> **PROBLEM REQUIREMENTS**
State how many lines of the data below contain the string "tree", matching case exactly. Reply with the number only.

#### GIVEN DATA

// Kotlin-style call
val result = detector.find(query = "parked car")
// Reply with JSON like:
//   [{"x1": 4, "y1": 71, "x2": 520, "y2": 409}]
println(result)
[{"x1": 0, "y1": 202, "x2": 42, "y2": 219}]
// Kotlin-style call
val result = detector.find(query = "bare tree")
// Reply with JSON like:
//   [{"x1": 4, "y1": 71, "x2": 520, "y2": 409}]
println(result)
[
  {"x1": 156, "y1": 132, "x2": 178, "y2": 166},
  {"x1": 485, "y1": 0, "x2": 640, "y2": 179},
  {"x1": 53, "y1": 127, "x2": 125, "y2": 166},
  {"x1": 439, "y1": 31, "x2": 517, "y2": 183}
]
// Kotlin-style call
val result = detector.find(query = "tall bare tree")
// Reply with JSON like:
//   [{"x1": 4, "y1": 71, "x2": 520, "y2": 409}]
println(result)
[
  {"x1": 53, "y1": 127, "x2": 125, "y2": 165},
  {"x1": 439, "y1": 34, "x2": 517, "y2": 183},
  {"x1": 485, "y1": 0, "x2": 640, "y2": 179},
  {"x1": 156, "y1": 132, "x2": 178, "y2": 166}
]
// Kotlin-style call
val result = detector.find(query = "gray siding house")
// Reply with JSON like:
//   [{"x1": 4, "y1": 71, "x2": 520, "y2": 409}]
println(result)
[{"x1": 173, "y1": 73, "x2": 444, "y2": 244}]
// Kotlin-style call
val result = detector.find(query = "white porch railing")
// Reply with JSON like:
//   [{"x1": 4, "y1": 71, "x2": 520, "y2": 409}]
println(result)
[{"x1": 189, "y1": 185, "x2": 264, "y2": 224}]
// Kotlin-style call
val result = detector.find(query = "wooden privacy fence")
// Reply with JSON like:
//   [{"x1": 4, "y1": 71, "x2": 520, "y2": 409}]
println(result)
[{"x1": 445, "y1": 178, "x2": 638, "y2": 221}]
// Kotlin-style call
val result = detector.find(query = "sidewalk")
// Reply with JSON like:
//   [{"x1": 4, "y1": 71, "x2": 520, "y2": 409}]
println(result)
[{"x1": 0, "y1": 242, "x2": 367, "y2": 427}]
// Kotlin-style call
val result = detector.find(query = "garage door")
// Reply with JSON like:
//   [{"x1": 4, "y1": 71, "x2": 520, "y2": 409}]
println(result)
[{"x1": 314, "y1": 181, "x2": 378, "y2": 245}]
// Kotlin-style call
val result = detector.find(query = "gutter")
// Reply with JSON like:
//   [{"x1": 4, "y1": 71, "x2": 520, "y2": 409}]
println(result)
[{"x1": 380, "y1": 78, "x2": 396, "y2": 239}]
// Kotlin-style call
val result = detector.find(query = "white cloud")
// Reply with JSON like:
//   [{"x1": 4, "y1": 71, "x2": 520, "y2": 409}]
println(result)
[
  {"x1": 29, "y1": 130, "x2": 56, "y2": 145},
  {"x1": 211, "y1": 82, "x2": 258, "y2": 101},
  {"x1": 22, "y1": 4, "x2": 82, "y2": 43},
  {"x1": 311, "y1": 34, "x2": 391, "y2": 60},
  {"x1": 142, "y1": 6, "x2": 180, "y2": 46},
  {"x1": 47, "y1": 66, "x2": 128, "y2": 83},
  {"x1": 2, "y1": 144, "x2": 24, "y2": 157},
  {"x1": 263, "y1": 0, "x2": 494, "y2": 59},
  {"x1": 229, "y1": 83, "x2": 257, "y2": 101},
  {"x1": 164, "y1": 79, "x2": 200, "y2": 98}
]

########

> **EXERCISE RESPONSE**
2